• Your objective:
"the tail fin." appears in one line of the records below. Output that line and each one after it, exactly, through the last line.

Start of Task material

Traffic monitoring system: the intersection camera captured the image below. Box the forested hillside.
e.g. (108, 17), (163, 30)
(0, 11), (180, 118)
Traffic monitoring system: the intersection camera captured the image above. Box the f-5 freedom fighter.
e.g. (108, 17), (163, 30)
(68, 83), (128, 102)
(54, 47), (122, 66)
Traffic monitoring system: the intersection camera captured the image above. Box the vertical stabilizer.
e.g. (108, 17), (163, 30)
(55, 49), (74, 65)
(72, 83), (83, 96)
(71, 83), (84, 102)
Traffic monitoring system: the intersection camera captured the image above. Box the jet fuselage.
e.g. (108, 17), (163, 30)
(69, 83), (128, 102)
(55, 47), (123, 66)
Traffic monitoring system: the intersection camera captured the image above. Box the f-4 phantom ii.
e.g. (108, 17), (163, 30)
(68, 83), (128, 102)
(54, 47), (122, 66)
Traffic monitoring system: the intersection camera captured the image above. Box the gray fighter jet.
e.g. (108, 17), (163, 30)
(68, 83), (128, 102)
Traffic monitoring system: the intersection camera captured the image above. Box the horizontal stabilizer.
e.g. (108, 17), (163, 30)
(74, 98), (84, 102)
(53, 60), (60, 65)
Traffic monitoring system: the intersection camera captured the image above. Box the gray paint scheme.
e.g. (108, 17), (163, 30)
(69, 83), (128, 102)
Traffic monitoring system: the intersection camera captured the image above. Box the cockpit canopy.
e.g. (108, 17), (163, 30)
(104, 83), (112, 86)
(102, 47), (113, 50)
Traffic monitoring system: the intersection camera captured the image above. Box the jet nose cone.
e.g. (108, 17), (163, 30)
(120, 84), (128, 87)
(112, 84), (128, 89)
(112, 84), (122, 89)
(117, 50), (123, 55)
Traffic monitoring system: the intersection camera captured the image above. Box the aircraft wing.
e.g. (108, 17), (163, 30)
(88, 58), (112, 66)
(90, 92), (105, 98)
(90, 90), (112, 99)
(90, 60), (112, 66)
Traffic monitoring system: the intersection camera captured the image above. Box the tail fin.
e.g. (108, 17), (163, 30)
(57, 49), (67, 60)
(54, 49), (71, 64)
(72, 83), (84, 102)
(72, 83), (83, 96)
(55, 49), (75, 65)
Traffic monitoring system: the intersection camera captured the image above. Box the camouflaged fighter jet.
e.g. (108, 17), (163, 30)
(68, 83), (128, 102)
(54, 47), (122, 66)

End of Task material

• Solution to the problem:
Traffic monitoring system: the intersection camera captured the image above. Box the tail fin.
e.g. (108, 17), (163, 30)
(57, 49), (67, 60)
(54, 49), (71, 64)
(72, 83), (84, 102)
(72, 83), (83, 96)
(55, 49), (75, 65)
Traffic monitoring system: the intersection camera captured the image above. Box the camouflaged fighter jet.
e.g. (108, 17), (163, 30)
(68, 83), (128, 102)
(54, 47), (122, 66)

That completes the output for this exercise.